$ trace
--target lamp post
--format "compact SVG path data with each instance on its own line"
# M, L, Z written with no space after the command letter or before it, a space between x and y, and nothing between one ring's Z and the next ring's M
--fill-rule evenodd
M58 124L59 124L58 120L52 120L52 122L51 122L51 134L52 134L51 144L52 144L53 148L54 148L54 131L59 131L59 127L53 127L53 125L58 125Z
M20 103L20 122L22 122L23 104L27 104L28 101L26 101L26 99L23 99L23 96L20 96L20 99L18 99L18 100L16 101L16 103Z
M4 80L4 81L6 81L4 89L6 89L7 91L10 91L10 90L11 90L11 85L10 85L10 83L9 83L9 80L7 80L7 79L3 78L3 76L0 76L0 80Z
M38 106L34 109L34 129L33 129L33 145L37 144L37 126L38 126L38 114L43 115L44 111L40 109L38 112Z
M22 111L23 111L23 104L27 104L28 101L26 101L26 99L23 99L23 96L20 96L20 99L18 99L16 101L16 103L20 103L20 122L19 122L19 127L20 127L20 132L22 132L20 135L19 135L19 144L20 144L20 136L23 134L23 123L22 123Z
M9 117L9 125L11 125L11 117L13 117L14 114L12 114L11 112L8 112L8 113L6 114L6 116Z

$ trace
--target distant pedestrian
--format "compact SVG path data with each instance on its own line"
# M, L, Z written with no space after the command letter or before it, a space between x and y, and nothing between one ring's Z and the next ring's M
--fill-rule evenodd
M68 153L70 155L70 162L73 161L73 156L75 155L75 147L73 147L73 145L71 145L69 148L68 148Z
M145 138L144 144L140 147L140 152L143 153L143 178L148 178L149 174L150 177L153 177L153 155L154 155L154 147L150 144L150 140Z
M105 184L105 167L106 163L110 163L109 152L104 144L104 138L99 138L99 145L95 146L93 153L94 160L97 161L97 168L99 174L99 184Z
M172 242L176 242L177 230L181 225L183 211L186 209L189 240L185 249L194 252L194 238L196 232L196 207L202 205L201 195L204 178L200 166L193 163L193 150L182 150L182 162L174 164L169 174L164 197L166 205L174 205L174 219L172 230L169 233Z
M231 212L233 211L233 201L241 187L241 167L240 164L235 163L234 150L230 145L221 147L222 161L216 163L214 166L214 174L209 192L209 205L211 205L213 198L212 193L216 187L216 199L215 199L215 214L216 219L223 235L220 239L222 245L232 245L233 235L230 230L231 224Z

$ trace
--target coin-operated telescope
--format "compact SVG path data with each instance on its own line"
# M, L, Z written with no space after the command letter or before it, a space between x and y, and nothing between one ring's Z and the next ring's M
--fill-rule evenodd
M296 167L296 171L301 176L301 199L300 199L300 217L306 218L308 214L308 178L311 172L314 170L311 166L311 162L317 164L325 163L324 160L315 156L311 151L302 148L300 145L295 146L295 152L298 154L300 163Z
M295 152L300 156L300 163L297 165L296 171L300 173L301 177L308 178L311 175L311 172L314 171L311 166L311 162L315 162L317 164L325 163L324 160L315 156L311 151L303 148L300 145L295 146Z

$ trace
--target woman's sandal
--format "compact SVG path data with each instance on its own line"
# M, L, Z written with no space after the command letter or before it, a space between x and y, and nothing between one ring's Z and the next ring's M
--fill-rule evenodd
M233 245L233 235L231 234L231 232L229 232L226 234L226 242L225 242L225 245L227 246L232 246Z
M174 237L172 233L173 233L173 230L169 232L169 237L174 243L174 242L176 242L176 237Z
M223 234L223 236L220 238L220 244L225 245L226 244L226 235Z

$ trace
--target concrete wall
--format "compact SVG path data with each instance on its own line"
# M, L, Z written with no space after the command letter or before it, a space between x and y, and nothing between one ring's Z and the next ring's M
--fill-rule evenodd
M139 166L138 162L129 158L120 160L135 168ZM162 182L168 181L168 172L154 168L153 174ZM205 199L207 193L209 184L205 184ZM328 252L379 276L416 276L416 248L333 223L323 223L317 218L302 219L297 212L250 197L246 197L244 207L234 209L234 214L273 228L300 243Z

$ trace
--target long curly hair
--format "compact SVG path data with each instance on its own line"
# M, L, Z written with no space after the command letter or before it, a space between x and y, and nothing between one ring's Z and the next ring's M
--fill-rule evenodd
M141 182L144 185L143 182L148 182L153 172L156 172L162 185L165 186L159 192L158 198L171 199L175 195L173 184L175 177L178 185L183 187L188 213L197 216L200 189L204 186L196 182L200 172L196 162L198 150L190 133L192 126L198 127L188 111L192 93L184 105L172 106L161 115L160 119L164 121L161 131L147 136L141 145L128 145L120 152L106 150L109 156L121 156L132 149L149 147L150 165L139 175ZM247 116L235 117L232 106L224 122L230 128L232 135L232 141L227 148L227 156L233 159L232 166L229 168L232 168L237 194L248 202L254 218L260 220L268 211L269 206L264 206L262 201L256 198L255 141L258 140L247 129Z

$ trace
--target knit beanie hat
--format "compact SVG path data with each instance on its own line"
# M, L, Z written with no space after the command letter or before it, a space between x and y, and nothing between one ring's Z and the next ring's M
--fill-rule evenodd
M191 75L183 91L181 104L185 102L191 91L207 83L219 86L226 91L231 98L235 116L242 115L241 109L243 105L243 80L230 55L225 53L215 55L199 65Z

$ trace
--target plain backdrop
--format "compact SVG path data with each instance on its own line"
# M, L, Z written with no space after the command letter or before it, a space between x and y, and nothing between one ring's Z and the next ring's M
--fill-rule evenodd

= EXERCISE =
Render the lines above as a numbered list, omitting the blank lines.

= CORRECT OUTPUT =
1. $ trace
2. --target lamp post
3. --format "compact SVG path data with each instance on its own line"
4. # M, L, Z written with no space after the command letter or before it, a space between x and y, and nothing between one ring's Z and the next ring's M
5. --fill-rule evenodd
6. M58 124L59 124L58 120L52 120L52 122L51 122L51 134L52 134L51 144L52 144L53 148L54 148L54 131L59 131L59 127L53 127L53 125L58 125Z
7. M20 103L20 122L22 122L23 104L27 104L28 101L26 101L26 99L23 99L23 96L20 96L20 99L18 99L18 100L16 101L16 103Z
8. M4 80L4 81L6 81L4 89L6 89L7 91L10 91L10 90L11 90L11 85L10 85L10 83L9 83L9 80L7 80L7 79L3 78L3 76L0 76L0 80Z
9. M38 106L34 109L34 129L33 129L33 145L37 144L37 126L38 126L38 114L43 115L44 111L40 109L38 112Z
10. M22 111L23 111L23 104L27 104L28 101L26 101L26 99L23 99L23 96L20 96L20 99L18 99L16 101L16 103L20 103L20 122L19 122L19 127L20 127L20 132L22 132L20 135L19 135L19 144L20 144L20 136L23 134L23 123L22 123Z
11. M9 117L9 125L11 125L11 117L13 117L14 114L12 114L11 112L8 112L8 113L6 114L6 116Z
12. $ trace
13. --target distant pedestrian
14. --format "compact SVG path data with each instance on its own line"
15. # M, L, Z written with no space after the command letter or before it, a space between x and y, and nothing between one ring's Z and the next ring's M
16. --fill-rule evenodd
17. M68 153L70 155L70 162L73 161L73 156L75 155L75 147L73 147L73 145L71 145L69 148L68 148Z
18. M145 138L144 144L140 147L140 152L143 153L143 178L148 178L149 174L150 177L153 177L153 155L154 155L154 147L150 144L150 140Z
19. M105 184L105 167L106 163L110 163L109 152L104 144L104 138L99 138L99 145L95 146L93 153L94 160L97 161L97 168L99 174L99 184Z
20. M172 242L176 242L177 230L181 225L183 211L186 209L189 240L185 249L194 252L194 238L196 232L196 207L202 205L201 195L204 178L200 166L193 163L193 150L182 150L182 162L174 164L169 174L164 197L166 205L174 205L174 219L172 230L169 233Z
21. M231 212L233 211L233 201L241 187L241 167L240 164L235 163L234 150L230 145L221 147L222 161L216 163L214 166L214 174L209 192L209 205L211 205L213 198L212 193L216 187L216 199L215 199L215 214L216 219L223 235L220 239L222 245L232 245L233 235L230 230L231 224Z
22. $ trace
23. --target coin-operated telescope
24. --format "compact SVG path data with each instance on its own line"
25. # M, L, Z written with no space after the command letter or before it, a space between x and y, and nothing between one ring's Z and the next ring's M
26. --fill-rule evenodd
27. M296 167L296 171L301 176L301 199L300 199L300 217L306 218L308 214L308 178L311 172L314 170L311 166L311 162L317 164L325 163L324 160L315 156L311 151L302 148L300 145L295 146L295 152L298 154L300 163Z
28. M295 152L300 156L300 163L297 165L296 171L300 173L301 177L308 178L311 175L311 172L314 171L311 166L311 162L315 162L317 164L325 163L324 160L315 156L311 151L303 148L300 145L295 146Z
29. $ trace
30. --target woman's sandal
31. --format "compact SVG path data with each instance on its own line"
32. # M, L, Z written with no space after the command letter or before it, a space between x and y, and nothing between one ring's Z and the next ring's M
33. --fill-rule evenodd
34. M233 245L233 235L231 234L231 232L229 232L226 234L226 242L225 242L225 245L227 246L232 246Z
35. M174 237L172 233L173 233L173 230L169 232L169 237L174 243L174 242L176 242L176 237Z
36. M223 234L223 236L220 238L220 244L225 245L226 244L226 235Z
37. $ trace
38. --target concrete wall
39. --format "compact SVG path data with each instance on its own line"
40. # M, L, Z written with no space after the command letter or before it, a space between x and y, and nothing between one ring's Z and the next ring's M
41. --fill-rule evenodd
42. M139 166L138 162L129 158L120 160L135 168ZM162 182L168 181L168 172L154 168L153 174ZM205 199L207 193L209 184L205 184ZM328 252L379 276L416 276L416 248L333 223L323 223L317 218L302 219L297 212L250 197L246 197L244 207L234 209L234 214L273 228L300 243Z
43. $ trace
44. --target long curly hair
45. --format "compact SVG path data with each instance on its own line"
46. # M, L, Z written with no space after the command letter or before it, a space between x and y, and nothing between one ring's Z and the next ring's M
47. --fill-rule evenodd
48. M141 182L144 185L143 182L148 182L153 172L156 172L162 185L165 186L159 192L158 198L171 199L175 195L173 184L175 177L178 185L183 187L188 213L197 216L200 189L204 186L196 182L200 172L196 162L198 150L190 133L192 126L198 127L188 111L192 93L184 105L172 106L161 115L160 119L164 121L161 131L147 136L141 145L128 145L120 152L106 150L109 156L121 156L132 149L149 147L150 165L139 175ZM247 116L235 117L232 106L224 122L230 128L232 135L232 141L227 148L227 156L233 159L232 166L229 168L232 168L237 194L248 202L254 218L260 220L268 211L269 206L264 206L262 201L256 198L255 141L258 140L247 129Z
49. $ trace
50. --target knit beanie hat
51. --format "compact SVG path data with each instance on its own line"
52. # M, L, Z written with no space after the command letter or before it, a space between x and y, and nothing between one ring's Z and the next ring's M
53. --fill-rule evenodd
54. M191 75L183 91L181 104L185 102L191 91L207 83L219 86L226 91L231 98L235 116L242 115L241 109L243 105L243 80L230 55L225 53L215 55L199 65Z
55. $ trace
56. --target plain backdrop
57. --format "compact SVG path data with each instance on its own line"
58. # M, L, Z written with no space after the command letter or before it, a space between x and y, and nothing between one ring's Z and the next ring's M
59. --fill-rule evenodd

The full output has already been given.